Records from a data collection
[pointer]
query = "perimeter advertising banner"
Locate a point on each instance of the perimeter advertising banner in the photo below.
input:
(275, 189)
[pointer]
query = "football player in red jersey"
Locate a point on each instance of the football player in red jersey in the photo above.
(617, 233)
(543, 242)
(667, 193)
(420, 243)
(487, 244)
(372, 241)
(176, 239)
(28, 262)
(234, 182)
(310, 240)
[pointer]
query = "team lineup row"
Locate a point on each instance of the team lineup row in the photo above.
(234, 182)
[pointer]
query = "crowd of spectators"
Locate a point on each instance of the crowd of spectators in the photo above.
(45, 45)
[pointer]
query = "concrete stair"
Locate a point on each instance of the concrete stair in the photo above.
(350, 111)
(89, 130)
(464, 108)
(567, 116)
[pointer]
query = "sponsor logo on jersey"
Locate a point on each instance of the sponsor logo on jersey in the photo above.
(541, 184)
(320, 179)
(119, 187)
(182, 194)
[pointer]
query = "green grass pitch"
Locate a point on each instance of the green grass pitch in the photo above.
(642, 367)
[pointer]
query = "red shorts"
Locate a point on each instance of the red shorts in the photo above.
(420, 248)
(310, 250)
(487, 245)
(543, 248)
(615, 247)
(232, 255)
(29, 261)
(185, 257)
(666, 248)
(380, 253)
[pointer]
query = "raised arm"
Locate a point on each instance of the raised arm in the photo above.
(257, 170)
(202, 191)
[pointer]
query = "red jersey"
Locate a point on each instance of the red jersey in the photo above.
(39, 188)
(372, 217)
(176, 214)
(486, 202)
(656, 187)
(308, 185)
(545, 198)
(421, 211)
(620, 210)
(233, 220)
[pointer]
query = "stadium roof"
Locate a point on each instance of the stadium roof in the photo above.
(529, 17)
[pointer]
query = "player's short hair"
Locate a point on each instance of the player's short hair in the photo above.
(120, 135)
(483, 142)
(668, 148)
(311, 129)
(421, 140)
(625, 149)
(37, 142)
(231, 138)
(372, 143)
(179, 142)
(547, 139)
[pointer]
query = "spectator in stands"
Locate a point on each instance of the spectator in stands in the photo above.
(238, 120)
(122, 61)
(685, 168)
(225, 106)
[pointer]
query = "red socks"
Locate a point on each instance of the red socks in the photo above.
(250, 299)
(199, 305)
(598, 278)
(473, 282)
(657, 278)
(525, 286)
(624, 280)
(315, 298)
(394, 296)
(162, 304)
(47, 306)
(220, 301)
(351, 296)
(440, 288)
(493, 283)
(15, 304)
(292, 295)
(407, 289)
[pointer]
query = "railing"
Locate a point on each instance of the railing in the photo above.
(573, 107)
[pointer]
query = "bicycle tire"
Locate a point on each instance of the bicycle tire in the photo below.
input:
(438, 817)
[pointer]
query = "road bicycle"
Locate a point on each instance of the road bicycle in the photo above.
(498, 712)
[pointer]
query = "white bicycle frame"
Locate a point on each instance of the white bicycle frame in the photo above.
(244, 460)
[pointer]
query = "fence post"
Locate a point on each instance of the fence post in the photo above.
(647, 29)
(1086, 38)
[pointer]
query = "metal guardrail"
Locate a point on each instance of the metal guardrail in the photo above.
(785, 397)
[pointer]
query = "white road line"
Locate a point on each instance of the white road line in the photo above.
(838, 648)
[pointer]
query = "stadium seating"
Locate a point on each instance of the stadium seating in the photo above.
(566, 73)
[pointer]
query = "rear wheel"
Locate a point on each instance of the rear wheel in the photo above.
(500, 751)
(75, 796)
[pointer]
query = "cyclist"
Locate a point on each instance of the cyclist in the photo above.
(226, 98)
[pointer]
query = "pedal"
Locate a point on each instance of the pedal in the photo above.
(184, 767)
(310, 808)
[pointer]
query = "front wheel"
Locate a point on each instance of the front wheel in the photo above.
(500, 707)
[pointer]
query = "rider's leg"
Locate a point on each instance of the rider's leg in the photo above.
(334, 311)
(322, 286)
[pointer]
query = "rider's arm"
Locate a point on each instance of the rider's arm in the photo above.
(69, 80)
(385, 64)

▶ _WORK TO COMPLETE_
Using the data above, output each line exactly.

▶ _WRITTEN REPLY_
[pointer]
query = "perimeter advertising banner"
Locate a point on each instance of the perimeter advertising banner in the photo below.
input:
(275, 189)
[pointer]
query = "football player in red jersey"
Locate a point on each instance of the football player in red jersey in the photo above.
(617, 233)
(543, 242)
(667, 193)
(420, 243)
(487, 244)
(372, 241)
(176, 239)
(28, 262)
(234, 182)
(310, 240)
[pointer]
query = "team lineup row"
Locate a point on each instance of the team lineup row in the photo above.
(234, 182)
[pointer]
query = "crowd of spectators"
Locate a point on each instance of the crowd of spectators in the photo above.
(45, 45)
[pointer]
query = "concrete stair"
Locate a point on each instance of the concrete stair in the photo above.
(350, 111)
(89, 130)
(464, 108)
(567, 116)
[pointer]
query = "sponsor logo on jersey"
Locate a point on each instance of the sponsor logo on jersey in the photo above.
(541, 184)
(320, 179)
(119, 187)
(182, 194)
[pointer]
query = "green grass pitch"
Locate a point on each instance of the green grass pitch in the photo above.
(642, 367)
[pointer]
query = "red shorts"
Locate a point on each instance of the red shorts in the photo above.
(420, 248)
(310, 250)
(487, 245)
(543, 248)
(615, 247)
(232, 255)
(29, 261)
(185, 257)
(666, 248)
(380, 253)
[pointer]
query = "raised arm"
Locate a point on each instance of the raised arm in the photo above.
(257, 170)
(202, 191)
[pointer]
query = "red jersey"
Locate a point on each instance of the red jersey in the photo above.
(39, 188)
(372, 217)
(176, 214)
(486, 202)
(656, 187)
(308, 185)
(545, 198)
(421, 211)
(620, 210)
(233, 220)
[pointer]
query = "stadium roof"
Locate a point on each instance of the stadium roof in the photo above.
(529, 17)
[pointer]
query = "player's short hair"
Locate a point on each instance of the player's short hair in the photo above.
(120, 135)
(483, 142)
(668, 148)
(311, 129)
(421, 140)
(625, 149)
(37, 142)
(231, 138)
(372, 143)
(179, 142)
(547, 139)
[pointer]
query = "spectator in stands"
Locate a point on each instance of the spectator in stands in the photo above.
(238, 120)
(122, 61)
(685, 168)
(225, 106)
[pointer]
query = "red socks"
Locate a point on each instance of the red socks in the photo above.
(250, 299)
(199, 305)
(598, 278)
(473, 282)
(657, 278)
(525, 286)
(624, 280)
(315, 298)
(394, 296)
(162, 304)
(47, 306)
(220, 301)
(351, 296)
(440, 288)
(493, 283)
(15, 304)
(292, 295)
(407, 289)
[pointer]
query = "railing"
Locate a point on each instance of the railing in the photo above.
(573, 107)
[pointer]
query = "bicycle tire"
Locate a point on each instance of the bicycle tire in the photo below.
input:
(438, 817)
[pointer]
query = "road bicycle"
Locate a point on each instance of the road bicycle in the photo above.
(498, 712)
[pointer]
query = "white bicycle frame"
Locate a point on each instance of the white bicycle frame in the photo above.
(244, 460)
[pointer]
query = "fence post"
Locate a point on each instance of the fence post in the photo above.
(647, 29)
(1086, 38)
[pointer]
query = "metal guardrail"
Locate a point on each instance of the metal guardrail in the photo above.
(785, 397)
[pointer]
query = "white road line"
Locate a point on each instance of the white road line in the photo above.
(838, 648)
[pointer]
query = "stadium seating"
Locate a point on each instance of the stadium seating in the photo above.
(566, 73)
[pointer]
query = "rear wheel"
Locate a point on each instance of the rear wheel in the photo above.
(500, 751)
(75, 796)
[pointer]
query = "cyclist"
Locate a point on each instance of the cyclist in the photo above.
(226, 98)
[pointer]
query = "pedal"
Locate a point on each instance of the pedal in the photo above.
(184, 767)
(310, 808)
[pointer]
query = "front wheel"
Locate a point on each instance of the front wheel in the photo above.
(500, 707)
[pointer]
query = "rider's leg"
Locate a point on each instance of the rider's leg in the photo above.
(334, 311)
(322, 286)
[pointer]
query = "rider's arm"
Locate a point on each instance of the rider's arm in the photo above.
(69, 80)
(385, 64)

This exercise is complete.